Records for processing:
"""

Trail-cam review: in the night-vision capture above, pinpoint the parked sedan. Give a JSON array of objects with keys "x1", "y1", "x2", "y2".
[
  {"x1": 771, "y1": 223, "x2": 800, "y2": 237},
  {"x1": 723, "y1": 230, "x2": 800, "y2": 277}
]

"""

Exercise prompt: A word-for-word copy of the material above is required.

Exercise output:
Trail-cam review: in the night-vision capture above, pinpoint the parked sedan. Give a JSON array of objects with keys "x1", "y1", "x2", "y2".
[
  {"x1": 771, "y1": 223, "x2": 800, "y2": 237},
  {"x1": 723, "y1": 230, "x2": 800, "y2": 277}
]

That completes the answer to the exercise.